[SELECTED PASSAGE start]

# my se-r is only running on 3 cylinders



## Cheaster (Feb 26, 2003)

ever since i bottomed out on this shitty speed bump tonight my car has been running like shit. i had the music up so i didnt hear what i scraped but now the car is running terrible. right after i hit the bump we started smelling burning oil and exhaust fumes. i thought i might have hit somewhere on the exhaust and pinched the pipe shut but i couldnt see any dents when i looked under the car. now the engine is missing pretty badly and it has trouble finding an idle when its warmed up. u can feel the engine shaking during acceleration. also the exhaust sounds terrible and pops when u rev the engine. i checked all the little stuff that i could like the oil level, plugs, and plug wires. i have no clue what is wrong. i want to try and fix it tomorrow before it gets dark tomorrow. any helpful info would be appreciated.


----------



## himilefrontier (Jan 21, 2003)

did you bottom out the oil pan?If so, it may have destroyed the engine since there is very little clearence between the pan and oil pickup.Oil starvation may have done the damage.


----------



## BikerFry (Jul 31, 2003)

I'd be worried about the oil pan too... Does your exhaust have a color after the engine's warm?


----------



## Cheaster (Feb 26, 2003)

no the exhaust doesn't have a color too it when the motor is warm but u can smell the fumes. i dont think i cracked the oil pan because the oil level is still normal. unless i pushed the pan up into something else.


----------



## lovemysan (Jan 31, 2003)

[SELECTED PASSAGE end]

AIM 1
Transcribe the SE-R forum thread starting at "# my se-r is" and ending at "would be appreciated.".
AIM 2
Please carry on with the SE-R forum thread, picking up right after its last line.
The rows after this have nothing to do with the SE-R forum thread.

[DATA EXCERPTS start]

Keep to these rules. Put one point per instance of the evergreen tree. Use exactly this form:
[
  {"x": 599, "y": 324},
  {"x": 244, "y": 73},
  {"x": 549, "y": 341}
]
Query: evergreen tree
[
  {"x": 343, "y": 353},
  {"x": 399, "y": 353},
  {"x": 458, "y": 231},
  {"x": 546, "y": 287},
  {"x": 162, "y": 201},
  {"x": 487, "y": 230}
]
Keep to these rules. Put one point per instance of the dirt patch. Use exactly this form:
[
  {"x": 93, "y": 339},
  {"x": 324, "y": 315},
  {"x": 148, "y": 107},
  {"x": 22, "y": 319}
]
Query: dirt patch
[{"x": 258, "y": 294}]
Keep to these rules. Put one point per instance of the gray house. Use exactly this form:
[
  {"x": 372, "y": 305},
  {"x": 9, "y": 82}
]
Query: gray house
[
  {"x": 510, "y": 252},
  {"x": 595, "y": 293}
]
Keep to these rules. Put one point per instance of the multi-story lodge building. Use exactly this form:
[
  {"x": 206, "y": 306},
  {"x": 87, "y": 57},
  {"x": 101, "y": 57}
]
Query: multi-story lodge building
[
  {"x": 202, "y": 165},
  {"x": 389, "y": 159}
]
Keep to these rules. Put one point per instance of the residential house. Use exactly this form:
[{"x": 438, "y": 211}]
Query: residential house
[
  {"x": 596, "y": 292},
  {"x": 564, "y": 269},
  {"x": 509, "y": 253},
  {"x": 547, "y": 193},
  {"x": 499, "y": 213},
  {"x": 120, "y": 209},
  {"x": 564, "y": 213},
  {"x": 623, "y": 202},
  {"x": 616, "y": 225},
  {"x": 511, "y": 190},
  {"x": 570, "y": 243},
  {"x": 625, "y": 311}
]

[DATA EXCERPTS end]

WRITTEN REPLY 1
# my se-r is only running on 3 cylinders



## Cheaster (Feb 26, 2003)

ever since i bottomed out on this shitty speed bump tonight my car has been running like shit. i had the music up so i didnt hear what i scraped but now the car is running terrible. right after i hit the bump we started smelling burning oil and exhaust fumes. i thought i might have hit somewhere on the exhaust and pinched the pipe shut but i couldnt see any dents when i looked under the car. now the engine is missing pretty badly and it has trouble finding an idle when its warmed up. u can feel the engine shaking during acceleration. also the exhaust sounds terrible and pops when u rev the engine. i checked all the little stuff that i could like the oil level, plugs, and plug wires. i have no clue what is wrong. i want to try and fix it tomorrow before it gets dark tomorrow. any helpful info would be appreciated.

WRITTEN REPLY 2
last weekend I installed another JDM engine in my ser after the rod bearings went on the first. The engine was so new and the condition of under the valve was excellent. The main also showed no sign of seepage. I elected not to open the bottem end up. Upon turning the engine up I noticed the oil pan dented. After I removed it to replace it I noticed just what himile has said. There is very little room between the oil pickup and the bottom of the pan. There was a mark left by the pickup. Had I not had my morning caffiene, we would have installed it and cranked with a no way for it to get oil.


----------



## Schlegs 200SX (Mar 19, 2003)

do u have a cold air intake?


----------



## Schlegs 200SX (Mar 19, 2003)

if you do i might have an answer for you....


----------



## insanestvtop (Dec 3, 2002)

hey, at least you didnt run up on a curb cause a tire went out when it was wet outside, i ripped my oil pan and my car beld to death on the street, though its back to working that was around christmas time, wonderful present to myself. oh well, yea, ever since then its kinda run worse, but i think im going to do a se-r swap this christmas, cause my car is in OK at home right now, and im in CA in college


----------



## Schlegs 200SX (Mar 19, 2003)

how do u know its only on 3 cylinders? or is that how ur describing how it runs? u may want to check ur maf, bc if its still running its prob not oil pan or anything like that....


----------



## [V]igilant[D]river (Mar 6, 2003)

The car sounds like a lawn mower if its running on 3 cylinders.


----------



## sentrasersr20de (Jun 1, 2003)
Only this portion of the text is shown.